## [Given entries]

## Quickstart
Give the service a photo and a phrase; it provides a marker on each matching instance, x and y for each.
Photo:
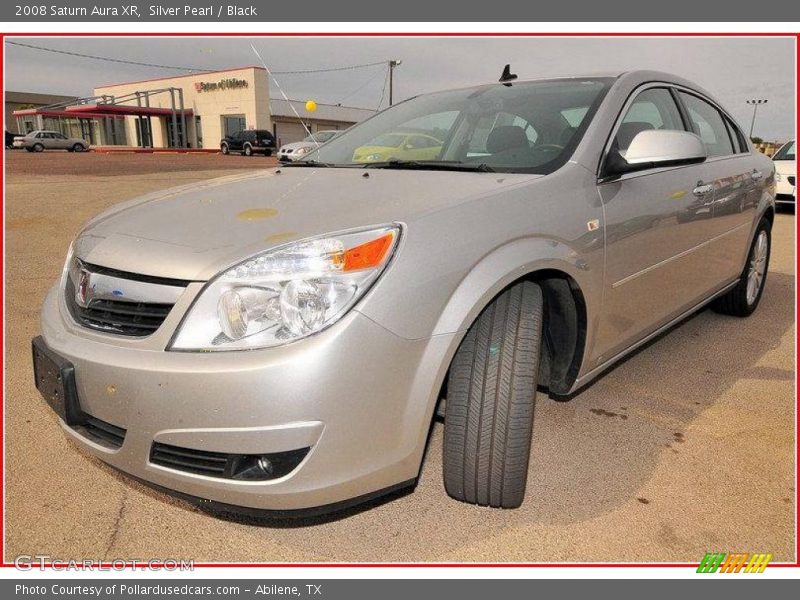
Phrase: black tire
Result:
(490, 400)
(735, 302)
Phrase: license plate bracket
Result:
(55, 380)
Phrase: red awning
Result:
(61, 113)
(125, 110)
(99, 111)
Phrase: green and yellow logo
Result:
(714, 562)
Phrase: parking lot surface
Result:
(686, 447)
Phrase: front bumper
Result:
(358, 395)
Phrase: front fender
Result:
(507, 264)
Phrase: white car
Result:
(298, 150)
(785, 174)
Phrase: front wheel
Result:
(491, 391)
(743, 299)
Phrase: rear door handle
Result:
(703, 189)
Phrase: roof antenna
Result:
(507, 76)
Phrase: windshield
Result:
(786, 152)
(530, 127)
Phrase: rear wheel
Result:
(490, 400)
(743, 299)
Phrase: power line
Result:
(181, 68)
(362, 86)
(383, 92)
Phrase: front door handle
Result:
(703, 189)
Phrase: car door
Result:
(737, 181)
(656, 223)
(60, 141)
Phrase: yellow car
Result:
(400, 146)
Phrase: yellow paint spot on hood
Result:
(256, 214)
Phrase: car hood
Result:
(193, 232)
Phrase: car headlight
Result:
(287, 293)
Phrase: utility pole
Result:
(755, 103)
(392, 65)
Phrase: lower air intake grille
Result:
(103, 433)
(228, 466)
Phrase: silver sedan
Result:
(281, 341)
(39, 141)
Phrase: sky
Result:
(732, 69)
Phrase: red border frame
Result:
(107, 565)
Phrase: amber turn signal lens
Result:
(368, 255)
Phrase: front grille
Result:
(228, 466)
(116, 316)
(103, 433)
(185, 459)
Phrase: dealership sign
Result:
(222, 84)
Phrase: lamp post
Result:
(755, 103)
(392, 65)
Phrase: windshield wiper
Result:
(307, 163)
(434, 165)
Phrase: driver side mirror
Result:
(656, 148)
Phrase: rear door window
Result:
(708, 123)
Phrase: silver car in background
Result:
(39, 141)
(297, 150)
(280, 341)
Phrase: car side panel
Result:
(657, 231)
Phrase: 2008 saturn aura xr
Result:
(281, 341)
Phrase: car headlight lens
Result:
(288, 293)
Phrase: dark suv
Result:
(249, 142)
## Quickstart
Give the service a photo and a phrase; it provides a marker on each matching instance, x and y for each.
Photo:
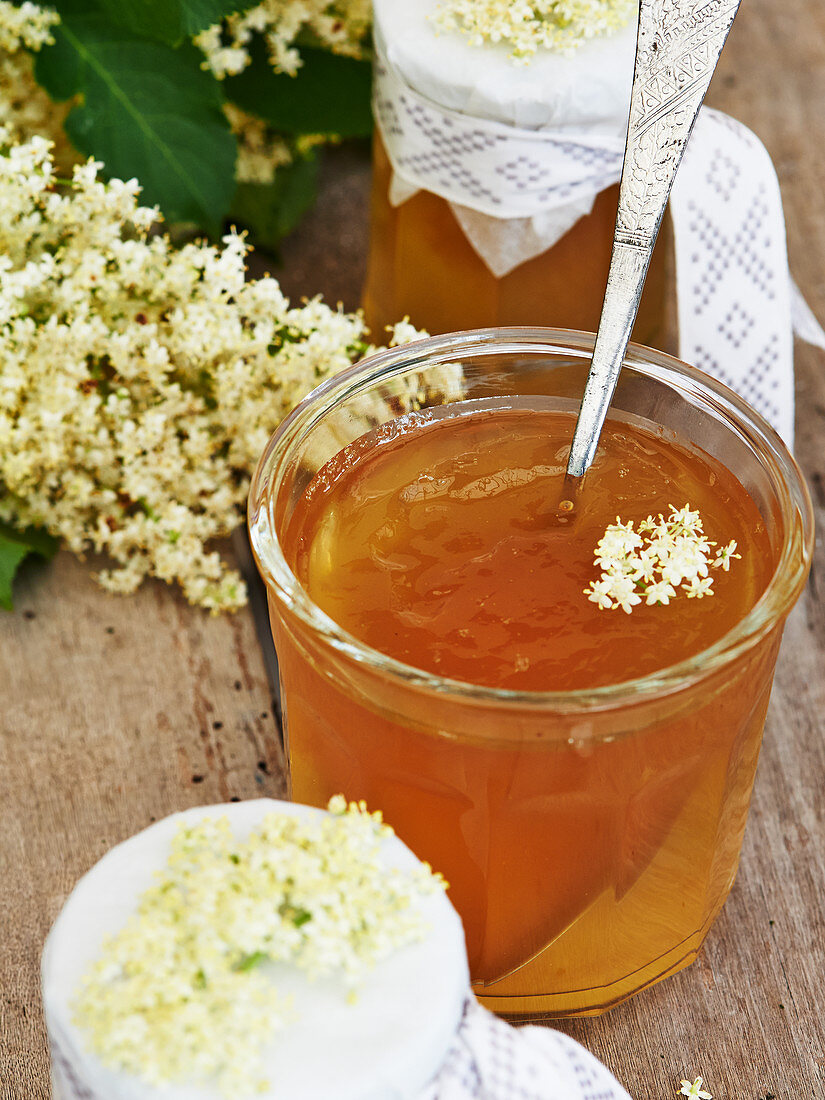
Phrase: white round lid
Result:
(587, 89)
(386, 1045)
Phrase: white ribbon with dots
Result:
(491, 1060)
(515, 193)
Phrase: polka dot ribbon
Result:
(491, 1060)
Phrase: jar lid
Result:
(391, 1042)
(586, 89)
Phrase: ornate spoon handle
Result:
(678, 46)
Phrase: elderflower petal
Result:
(694, 1090)
(657, 559)
(560, 25)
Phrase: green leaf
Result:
(169, 21)
(15, 546)
(329, 95)
(270, 211)
(146, 111)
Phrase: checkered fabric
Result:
(492, 1060)
(734, 287)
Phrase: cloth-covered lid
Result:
(589, 88)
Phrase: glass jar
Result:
(438, 253)
(608, 820)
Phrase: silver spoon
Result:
(678, 45)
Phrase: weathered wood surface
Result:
(118, 711)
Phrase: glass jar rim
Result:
(785, 477)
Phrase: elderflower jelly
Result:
(580, 776)
(255, 948)
(495, 179)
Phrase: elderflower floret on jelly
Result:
(656, 560)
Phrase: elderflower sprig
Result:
(532, 25)
(183, 993)
(656, 560)
(140, 381)
(339, 25)
(694, 1090)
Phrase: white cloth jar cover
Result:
(515, 189)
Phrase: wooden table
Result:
(119, 711)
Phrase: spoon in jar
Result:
(678, 45)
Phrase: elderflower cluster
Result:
(141, 382)
(340, 25)
(656, 560)
(183, 991)
(25, 109)
(528, 26)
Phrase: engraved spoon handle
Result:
(678, 45)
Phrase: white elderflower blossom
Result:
(183, 993)
(140, 382)
(25, 109)
(528, 26)
(656, 559)
(340, 25)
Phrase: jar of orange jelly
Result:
(495, 180)
(580, 776)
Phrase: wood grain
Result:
(119, 711)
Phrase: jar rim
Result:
(785, 477)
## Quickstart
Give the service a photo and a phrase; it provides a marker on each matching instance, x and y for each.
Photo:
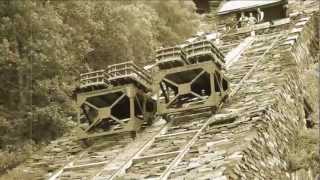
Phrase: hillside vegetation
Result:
(44, 45)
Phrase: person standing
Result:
(243, 20)
(251, 22)
(260, 15)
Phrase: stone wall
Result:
(265, 156)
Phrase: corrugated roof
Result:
(236, 5)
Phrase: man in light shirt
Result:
(260, 15)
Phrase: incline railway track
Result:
(157, 151)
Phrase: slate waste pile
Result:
(252, 131)
(246, 139)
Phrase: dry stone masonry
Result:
(247, 139)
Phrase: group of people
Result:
(251, 20)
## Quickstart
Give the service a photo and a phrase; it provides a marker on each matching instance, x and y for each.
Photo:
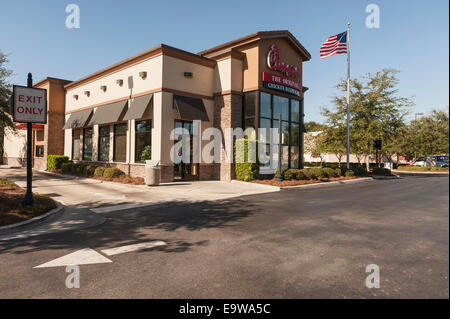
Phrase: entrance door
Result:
(186, 171)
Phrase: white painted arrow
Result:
(84, 256)
(129, 248)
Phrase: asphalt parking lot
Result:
(302, 243)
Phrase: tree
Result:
(5, 94)
(316, 146)
(377, 112)
(427, 136)
(313, 126)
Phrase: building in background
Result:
(123, 115)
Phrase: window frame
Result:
(114, 141)
(136, 133)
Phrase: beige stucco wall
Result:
(137, 85)
(228, 75)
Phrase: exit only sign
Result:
(29, 105)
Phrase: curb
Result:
(422, 172)
(325, 184)
(58, 208)
(385, 177)
(262, 186)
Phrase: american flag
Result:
(336, 44)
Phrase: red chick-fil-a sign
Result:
(274, 63)
(29, 105)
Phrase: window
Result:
(271, 108)
(280, 107)
(120, 142)
(103, 143)
(250, 100)
(76, 144)
(143, 146)
(265, 106)
(87, 144)
(39, 151)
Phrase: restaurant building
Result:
(123, 115)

## [Task objective]
This exercise calls for the line containing "Phrase: curb" and each line after it in the records, copied exactly.

## [Problem solution]
Phrase: curb
Result:
(422, 172)
(325, 184)
(58, 208)
(385, 177)
(262, 186)
Phrase: american flag
Result:
(336, 44)
Phrase: red chick-fil-a sign
Result:
(274, 63)
(29, 105)
Phrase: window
Result:
(271, 108)
(280, 107)
(120, 142)
(103, 143)
(250, 100)
(76, 144)
(143, 146)
(265, 106)
(87, 144)
(39, 151)
Phrase: restaurant building
Result:
(123, 115)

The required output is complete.